# Hand Truck wheel covers



## suzie (Sep 1, 2010)

Anyone know where I can get wheel booties for a hand truck/two wheeler?


----------



## PLUMBER_BILL (Oct 23, 2009)

suzie said:


> anyone know where i can get wheel booties for a hand truck/two wheeler?


i always used the shoe covers ... Also used them for smoke detector covers ... I assume that the hand truck wheels are about 6" ... Small wheels might not work!


----------



## suzie (Sep 1, 2010)

PLUMBER_BILL said:


> i always used the shoe covers ... Also used them for smoke detector covers ... I assume that the hand truck wheels are about 6" ... Small wheels might not work!


I guess I will just use my work boot cover. I thought maybe there were wheel covers that fit tighter. I have the smallest shoe covers and I trip over them all the time.


----------



## JK949 (Mar 18, 2009)

I use either masking tape or metal HVAC tape.


----------



## HSI (Jun 3, 2011)

I have had good luck with a damp rag to wipe and then use a dry one.


----------



## Richard Hilliard (Apr 10, 2010)

SET TASK A » Return the passage of the hand truck wheel cover thread between "## JK949 (Mar" and "use a dry one.", inclusive.

Source data:
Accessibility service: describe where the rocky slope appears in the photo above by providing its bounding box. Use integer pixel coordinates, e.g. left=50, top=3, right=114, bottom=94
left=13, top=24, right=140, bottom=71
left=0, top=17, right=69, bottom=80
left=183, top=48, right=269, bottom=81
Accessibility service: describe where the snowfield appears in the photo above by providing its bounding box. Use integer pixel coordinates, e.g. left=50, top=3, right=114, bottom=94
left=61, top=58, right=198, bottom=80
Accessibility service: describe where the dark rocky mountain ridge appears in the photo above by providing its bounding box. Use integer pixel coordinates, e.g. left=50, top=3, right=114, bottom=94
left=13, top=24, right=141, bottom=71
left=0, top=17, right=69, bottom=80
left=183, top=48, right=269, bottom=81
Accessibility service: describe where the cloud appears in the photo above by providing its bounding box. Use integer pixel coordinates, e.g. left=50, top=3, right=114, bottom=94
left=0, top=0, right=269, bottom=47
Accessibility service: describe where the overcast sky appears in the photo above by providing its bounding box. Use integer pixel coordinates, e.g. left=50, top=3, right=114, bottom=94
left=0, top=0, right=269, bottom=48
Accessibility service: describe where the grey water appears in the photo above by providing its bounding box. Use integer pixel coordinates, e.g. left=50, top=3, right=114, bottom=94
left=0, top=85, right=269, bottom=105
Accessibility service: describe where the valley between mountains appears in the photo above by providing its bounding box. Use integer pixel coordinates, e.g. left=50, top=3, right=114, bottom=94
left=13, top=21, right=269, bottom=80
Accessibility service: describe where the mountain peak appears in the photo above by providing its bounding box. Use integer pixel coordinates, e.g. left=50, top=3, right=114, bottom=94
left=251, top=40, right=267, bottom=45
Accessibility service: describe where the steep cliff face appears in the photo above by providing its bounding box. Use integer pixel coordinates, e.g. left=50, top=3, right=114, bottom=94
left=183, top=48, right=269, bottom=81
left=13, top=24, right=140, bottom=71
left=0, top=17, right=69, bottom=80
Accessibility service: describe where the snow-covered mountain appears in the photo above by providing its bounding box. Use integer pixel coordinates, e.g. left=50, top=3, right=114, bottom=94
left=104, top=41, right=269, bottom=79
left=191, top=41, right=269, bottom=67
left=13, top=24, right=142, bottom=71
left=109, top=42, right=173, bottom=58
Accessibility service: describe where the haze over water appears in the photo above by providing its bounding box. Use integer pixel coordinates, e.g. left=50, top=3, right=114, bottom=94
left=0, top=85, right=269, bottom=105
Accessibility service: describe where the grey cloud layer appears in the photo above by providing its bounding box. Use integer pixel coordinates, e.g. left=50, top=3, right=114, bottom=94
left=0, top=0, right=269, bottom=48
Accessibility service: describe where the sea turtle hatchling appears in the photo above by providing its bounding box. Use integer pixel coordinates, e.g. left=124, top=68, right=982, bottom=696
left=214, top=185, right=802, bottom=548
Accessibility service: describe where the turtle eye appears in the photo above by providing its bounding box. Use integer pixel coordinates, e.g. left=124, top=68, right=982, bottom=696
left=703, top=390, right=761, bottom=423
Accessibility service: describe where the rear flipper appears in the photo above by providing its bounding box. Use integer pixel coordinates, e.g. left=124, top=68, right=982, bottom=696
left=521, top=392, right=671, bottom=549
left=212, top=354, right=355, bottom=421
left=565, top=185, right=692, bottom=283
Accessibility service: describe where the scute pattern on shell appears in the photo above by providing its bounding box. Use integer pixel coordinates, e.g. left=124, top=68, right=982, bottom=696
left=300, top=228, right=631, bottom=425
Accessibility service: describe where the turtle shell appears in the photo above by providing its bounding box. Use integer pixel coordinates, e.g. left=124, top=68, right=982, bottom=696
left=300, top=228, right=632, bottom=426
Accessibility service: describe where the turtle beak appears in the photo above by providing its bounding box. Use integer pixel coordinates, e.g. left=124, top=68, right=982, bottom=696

SET TASK B » Identify each line in the records that contains the word "cloud", and list those lines.

WRITTEN SOLUTION A »
## JK949 (Mar 18, 2009)

I use either masking tape or metal HVAC tape.


----------



## HSI (Jun 3, 2011)

I have had good luck with a damp rag to wipe and then use a dry one.

WRITTEN SOLUTION B »
Accessibility service: describe where the cloud appears in the photo above by providing its bounding box. Use integer pixel coordinates, e.g. left=50, top=3, right=114, bottom=94
Accessibility service: describe where the grey cloud layer appears in the photo above by providing its bounding box. Use integer pixel coordinates, e.g. left=50, top=3, right=114, bottom=94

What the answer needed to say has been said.